Проведение военных кампаний и установление прямого правления на недавно завоеванных территориях тяжелым бременем ложились на казну, и стоимость содержания государства росла по мере того, как государство османов расширялось, а управление становилось все более сложным. Еще до правления султана Мехмеда регулярная армия из элитных войск включала пеших янычар и шесть полков кавалерии. Источники того времени сообщают, что во время своей победы над Узун Хасаном при Башкенде в 1473 году янычары насчитывали 12 000, а кавалерия султана 7500. Войскам платили жалование каждые три месяца, как и корпусам артиллеристов и оружейников, а также транспортному корпусу. Для сравнения, провинциальной коннице, которую называют тимариотами, было дано право собирать налоги с крестьян, каждому со строго определенного участка земли или лена (тимара), в обмен они были обязаны участвовать в походах со своими людьми.
Установление османского управления во всей империи приобретало различные формы в разное время и разных местах. Вместо того чтобы полностью порвать с прошлым, османы стремились сохранить ранее существовавшие соглашения. Модель широко применявшаяся в только что завоеванных областях основывалась на оценке их земель и ресурсов. Это имущество, теоретически остававшееся собственностью султана, делилось на части между различными его подданными. Крестьяне получали в пользование землю, и их продукция облагалась налогом для содержания провинциальной кавалерии или благотворительных учреждений. Земля, а точнее налоговые поступления от нее, могла также даваться с безусловным правом собственности на недвижимость: такие окончательные акты дарения зачастую делались для обителей дервишей на раннем этапе существования государства и, по мере того как шло время, высшему офицерству и фаворитам.
Султан Мехмед конфисковал большую часть находившихся в собственности земель, а также земель, за счет которых содержались благотворительные учреждения, с тем чтобы награждать ими воинов провинциальной кавалерии, чьи всадники были так важны для его частых военных походов. На Балканах лишение права собственности в пользу пограничных вождей, которые завоевали территорию силой оружия, или таких, например, как дервиши, которых награждали правом пользования государственными землями, было крайне непопулярно у населения. Реформа имела менее радикальные последствия в некоторых областях Малой Азии, где она просто означала, что статус местной, уже бывшей там мусульманской аристократии, был изменен на статус провинциального всадника, который получал традиционный доход с земли; это положение было изменено при наследнике Мехмеда Баязиде II.

_ЗАДАНИЯ ДЛЯ ВЫПОЛНЕНИЯ_
**1.** Напечатайте без изменений отрывок из текста об османском управлении от «Султан Мехмед конфисковал» до «Мехмеда Баязиде II.» включительно.
**2.** Допишите продолжение текста об османском управлении, начиная сразу после его последнего предложения.

Метки точек объектов:
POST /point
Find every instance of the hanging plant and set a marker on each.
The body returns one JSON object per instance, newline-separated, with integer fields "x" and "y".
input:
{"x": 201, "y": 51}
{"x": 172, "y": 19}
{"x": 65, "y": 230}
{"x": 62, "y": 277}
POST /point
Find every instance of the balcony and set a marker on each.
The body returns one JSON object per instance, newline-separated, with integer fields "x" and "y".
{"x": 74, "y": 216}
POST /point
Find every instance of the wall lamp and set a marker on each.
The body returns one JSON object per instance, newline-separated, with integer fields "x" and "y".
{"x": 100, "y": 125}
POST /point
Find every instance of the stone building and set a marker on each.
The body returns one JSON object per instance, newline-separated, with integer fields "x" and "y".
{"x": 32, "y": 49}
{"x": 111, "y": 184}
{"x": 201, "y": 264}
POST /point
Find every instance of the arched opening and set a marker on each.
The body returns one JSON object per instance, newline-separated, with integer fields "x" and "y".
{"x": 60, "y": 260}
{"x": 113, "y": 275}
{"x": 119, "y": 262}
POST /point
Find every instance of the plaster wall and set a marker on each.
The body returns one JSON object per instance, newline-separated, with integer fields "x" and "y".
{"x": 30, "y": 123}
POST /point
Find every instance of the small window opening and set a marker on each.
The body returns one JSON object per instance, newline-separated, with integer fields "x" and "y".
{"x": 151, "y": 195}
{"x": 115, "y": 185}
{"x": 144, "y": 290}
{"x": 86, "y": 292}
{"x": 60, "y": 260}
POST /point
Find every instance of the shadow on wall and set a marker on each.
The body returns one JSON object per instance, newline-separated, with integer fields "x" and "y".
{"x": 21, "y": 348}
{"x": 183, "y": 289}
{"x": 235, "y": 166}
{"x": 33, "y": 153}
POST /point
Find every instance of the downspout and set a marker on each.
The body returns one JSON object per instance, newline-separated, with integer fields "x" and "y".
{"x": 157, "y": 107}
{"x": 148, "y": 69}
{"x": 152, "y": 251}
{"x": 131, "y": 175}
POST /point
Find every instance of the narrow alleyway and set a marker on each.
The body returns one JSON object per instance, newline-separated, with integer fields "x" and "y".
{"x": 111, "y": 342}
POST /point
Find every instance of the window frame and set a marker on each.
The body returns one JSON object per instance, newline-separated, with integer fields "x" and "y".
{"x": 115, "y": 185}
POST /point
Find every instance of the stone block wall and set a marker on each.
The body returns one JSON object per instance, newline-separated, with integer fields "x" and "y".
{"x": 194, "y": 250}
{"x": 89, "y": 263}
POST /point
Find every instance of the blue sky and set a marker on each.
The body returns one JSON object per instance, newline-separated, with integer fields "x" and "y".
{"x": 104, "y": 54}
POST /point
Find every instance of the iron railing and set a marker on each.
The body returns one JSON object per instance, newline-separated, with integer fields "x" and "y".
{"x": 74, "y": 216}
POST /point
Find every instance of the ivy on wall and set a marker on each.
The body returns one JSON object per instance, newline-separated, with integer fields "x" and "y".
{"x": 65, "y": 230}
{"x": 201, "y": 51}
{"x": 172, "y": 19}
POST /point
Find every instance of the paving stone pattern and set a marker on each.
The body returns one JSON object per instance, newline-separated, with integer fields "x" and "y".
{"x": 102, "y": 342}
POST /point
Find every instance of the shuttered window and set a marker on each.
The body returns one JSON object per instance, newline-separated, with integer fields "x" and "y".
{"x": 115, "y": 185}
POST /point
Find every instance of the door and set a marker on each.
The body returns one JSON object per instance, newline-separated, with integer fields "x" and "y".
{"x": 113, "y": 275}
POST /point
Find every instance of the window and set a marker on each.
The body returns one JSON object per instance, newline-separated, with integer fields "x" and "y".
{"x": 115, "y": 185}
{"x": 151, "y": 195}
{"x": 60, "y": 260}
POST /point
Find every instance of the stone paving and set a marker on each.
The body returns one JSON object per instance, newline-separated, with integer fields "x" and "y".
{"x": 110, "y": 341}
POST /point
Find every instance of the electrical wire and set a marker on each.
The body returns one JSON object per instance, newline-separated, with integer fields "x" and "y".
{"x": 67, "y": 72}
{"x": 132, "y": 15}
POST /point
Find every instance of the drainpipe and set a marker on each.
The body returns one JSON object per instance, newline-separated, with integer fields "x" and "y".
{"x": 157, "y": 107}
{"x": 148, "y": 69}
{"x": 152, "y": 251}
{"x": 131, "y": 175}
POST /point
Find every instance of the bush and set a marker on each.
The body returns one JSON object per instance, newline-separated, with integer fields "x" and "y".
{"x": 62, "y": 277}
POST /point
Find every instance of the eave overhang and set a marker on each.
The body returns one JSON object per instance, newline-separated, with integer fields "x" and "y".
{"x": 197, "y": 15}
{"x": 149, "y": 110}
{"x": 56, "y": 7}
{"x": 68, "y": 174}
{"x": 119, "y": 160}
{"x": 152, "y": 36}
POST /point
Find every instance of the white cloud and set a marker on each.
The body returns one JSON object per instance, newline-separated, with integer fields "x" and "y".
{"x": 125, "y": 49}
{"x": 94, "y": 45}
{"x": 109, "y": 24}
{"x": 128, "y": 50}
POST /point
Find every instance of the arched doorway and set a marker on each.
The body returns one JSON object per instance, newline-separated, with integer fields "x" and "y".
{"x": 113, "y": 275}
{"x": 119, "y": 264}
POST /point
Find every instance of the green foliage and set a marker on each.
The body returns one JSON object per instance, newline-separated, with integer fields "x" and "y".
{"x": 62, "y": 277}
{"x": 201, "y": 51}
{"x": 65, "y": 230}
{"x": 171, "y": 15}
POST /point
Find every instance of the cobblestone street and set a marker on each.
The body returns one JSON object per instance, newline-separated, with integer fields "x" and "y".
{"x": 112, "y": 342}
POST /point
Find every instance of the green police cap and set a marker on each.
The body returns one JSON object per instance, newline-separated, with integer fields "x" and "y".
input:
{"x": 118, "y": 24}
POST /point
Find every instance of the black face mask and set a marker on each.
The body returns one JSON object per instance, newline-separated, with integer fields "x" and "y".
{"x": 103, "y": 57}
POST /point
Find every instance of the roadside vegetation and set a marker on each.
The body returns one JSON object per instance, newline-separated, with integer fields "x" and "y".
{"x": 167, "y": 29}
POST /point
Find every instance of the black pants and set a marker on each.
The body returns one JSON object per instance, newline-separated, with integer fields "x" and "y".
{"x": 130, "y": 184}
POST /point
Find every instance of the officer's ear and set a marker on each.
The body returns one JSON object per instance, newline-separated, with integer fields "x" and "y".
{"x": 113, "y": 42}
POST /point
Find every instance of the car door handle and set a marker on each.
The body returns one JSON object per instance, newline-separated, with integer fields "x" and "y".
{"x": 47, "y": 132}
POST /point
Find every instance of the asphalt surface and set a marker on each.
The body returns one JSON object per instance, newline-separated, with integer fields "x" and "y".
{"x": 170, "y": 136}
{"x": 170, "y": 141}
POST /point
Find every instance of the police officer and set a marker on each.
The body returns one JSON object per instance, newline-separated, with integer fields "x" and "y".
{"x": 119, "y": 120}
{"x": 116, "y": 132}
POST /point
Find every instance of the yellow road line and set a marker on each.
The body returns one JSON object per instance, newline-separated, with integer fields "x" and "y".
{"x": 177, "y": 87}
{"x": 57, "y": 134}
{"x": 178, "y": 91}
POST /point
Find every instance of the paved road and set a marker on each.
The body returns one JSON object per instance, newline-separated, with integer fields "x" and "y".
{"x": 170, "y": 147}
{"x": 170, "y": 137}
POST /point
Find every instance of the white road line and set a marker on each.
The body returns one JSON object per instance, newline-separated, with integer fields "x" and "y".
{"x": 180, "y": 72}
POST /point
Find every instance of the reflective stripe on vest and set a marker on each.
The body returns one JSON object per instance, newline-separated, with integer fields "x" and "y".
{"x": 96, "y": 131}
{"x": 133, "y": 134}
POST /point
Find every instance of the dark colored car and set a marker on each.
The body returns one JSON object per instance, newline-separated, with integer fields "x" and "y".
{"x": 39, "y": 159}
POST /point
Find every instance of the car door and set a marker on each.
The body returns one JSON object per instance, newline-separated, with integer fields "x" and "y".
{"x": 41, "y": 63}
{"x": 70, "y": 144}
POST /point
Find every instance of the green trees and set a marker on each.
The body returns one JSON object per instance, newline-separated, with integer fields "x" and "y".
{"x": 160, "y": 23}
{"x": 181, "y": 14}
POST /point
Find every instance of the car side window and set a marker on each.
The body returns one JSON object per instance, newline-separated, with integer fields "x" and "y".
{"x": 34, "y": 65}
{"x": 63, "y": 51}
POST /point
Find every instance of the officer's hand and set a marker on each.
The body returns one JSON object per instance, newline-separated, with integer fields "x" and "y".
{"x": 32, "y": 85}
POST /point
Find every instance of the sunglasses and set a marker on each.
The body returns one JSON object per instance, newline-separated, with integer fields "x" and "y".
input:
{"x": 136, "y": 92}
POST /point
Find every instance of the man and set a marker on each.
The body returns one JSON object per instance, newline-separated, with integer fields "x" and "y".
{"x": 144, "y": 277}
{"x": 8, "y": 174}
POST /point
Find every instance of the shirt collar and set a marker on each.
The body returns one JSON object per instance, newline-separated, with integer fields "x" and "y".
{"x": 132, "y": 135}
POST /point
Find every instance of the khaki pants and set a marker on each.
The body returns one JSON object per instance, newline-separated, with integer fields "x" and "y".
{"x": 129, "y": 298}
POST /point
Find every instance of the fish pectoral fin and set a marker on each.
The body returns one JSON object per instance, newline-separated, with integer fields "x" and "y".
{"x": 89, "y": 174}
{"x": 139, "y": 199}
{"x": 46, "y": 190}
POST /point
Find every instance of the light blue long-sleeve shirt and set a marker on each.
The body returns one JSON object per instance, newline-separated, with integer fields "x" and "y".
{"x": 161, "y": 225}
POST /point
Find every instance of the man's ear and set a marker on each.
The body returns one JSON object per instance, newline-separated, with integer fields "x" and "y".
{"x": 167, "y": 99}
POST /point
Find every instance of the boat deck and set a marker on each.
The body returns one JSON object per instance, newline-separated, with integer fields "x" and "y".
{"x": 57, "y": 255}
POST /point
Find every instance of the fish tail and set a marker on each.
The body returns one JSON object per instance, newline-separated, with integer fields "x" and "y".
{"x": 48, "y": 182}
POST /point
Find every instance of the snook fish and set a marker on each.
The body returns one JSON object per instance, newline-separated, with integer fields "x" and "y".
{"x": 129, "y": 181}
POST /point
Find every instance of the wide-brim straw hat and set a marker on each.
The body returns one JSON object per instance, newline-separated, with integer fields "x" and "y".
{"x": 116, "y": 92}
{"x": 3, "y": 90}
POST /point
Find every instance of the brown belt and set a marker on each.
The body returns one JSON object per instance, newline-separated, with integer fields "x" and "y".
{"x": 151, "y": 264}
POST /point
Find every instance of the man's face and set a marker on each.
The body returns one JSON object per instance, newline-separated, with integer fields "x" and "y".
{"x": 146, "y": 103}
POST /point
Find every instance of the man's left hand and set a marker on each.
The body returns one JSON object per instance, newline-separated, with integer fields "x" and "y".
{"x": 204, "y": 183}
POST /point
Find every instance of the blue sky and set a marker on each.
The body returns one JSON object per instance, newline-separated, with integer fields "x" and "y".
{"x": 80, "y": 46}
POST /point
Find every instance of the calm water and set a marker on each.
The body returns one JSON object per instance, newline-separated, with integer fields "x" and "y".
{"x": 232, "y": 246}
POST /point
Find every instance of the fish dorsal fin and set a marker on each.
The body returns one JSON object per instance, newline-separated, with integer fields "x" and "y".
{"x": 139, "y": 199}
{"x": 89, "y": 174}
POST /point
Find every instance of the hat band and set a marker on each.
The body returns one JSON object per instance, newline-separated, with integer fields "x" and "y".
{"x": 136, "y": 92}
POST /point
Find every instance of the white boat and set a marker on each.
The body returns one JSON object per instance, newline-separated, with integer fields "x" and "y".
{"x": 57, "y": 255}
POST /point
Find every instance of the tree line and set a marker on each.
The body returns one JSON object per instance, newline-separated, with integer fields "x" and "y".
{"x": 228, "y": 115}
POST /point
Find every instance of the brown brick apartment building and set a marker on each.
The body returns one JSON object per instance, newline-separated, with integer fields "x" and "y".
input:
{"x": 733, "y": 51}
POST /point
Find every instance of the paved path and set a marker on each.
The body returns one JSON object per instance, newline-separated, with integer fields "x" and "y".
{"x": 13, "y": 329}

_ОТВЕТЫ К УПРАЖНЕНИЮ_
**1.**
Султан Мехмед конфисковал большую часть находившихся в собственности земель, а также земель, за счет которых содержались благотворительные учреждения, с тем чтобы награждать ими воинов провинциальной кавалерии, чьи всадники были так важны для его частых военных походов. На Балканах лишение права собственности в пользу пограничных вождей, которые завоевали территорию силой оружия, или таких, например, как дервиши, которых награждали правом пользования государственными землями, было крайне непопулярно у населения. Реформа имела менее радикальные последствия в некоторых областях Малой Азии, где она просто означала, что статус местной, уже бывшей там мусульманской аристократии, был изменен на статус провинциального всадника, который получал традиционный доход с земли; это положение было изменено при наследнике Мехмеда Баязиде II.

**2.**
Перестройка новой столицы Мехмеда и обеспечение ее товарами и услугами легла тяжким бременем на бывшие в его распоряжении финансы. Поиск наличных вынуждал его обесценивать деньги шесть раз, но нет никаких записей о дальнейших протестах янычар, как при первой девальвации во время его короткого пребывания на троне во время отречения отца в 1444–1446 годах.
В пору своего расцвета господствующий класс Османской империи в основном состоял из мужчин, поступивших на османскую службу через дань молодыми людьми, которой облагались христианские подданные султана.
Изначально ограниченная Балканами, к концу XV века дань юношами распространилась также на Малую Азию. Определенные области, Стамбул и Бурса например, такой данью не облагались. Предпочтение отдавалось албанским, боснийским, греческим, болгарским, сербским и хорватским мальчикам; евреи и дети турок, курдов, персов, московитов и грузин были освобождены от службы, в то время как армян брали только для службы во дворце, но не в армии. Первоначально ассоциировавшийся с родом Османа и его приверженцами термин «османлы» или «османы» стал обозначать члена правящего класса, одного из «слуг султана», воспитанного служить государству в военное и мирное время. Крестьяне и провинциалы любой веры были подданными этого государства и назывались райя от арабского «стадо, толпа».
Хотя учредителем девширме как средства вербовки людских ресурсов для армии и бюрократической системы считается султан Баязид 1, новые свидетельства говорят о том, что эта практика могла появиться и раньше, во время правления его отца Мурада I, когда она применялась не султаном, а вождем пограничных племен гази Эвренос-беем на территории Македонии, завоеванной его силами в 80-е годы XIV века. После того как метод был одобрен султанами, его успешность в строительстве профессиональной, находящейся на жалованье армии, связанной узами верности с ними и династией, тем не менее ударила по тем, кто до этого был в авангарде завоеваний, мусульманским эмирам пограничных племен Румелии, таким как гази Эвренос-бей, их совершавшим набеги войскам. Термин «новые войска», использовавшийся для обозначения пехоты регулярной армии, отражал радикальные преобразования, которые шли полным ходом. Со временем османский правящий класс кардинально изменился — в нем стали преобладать христиане по рождению и нетурки по происхождению.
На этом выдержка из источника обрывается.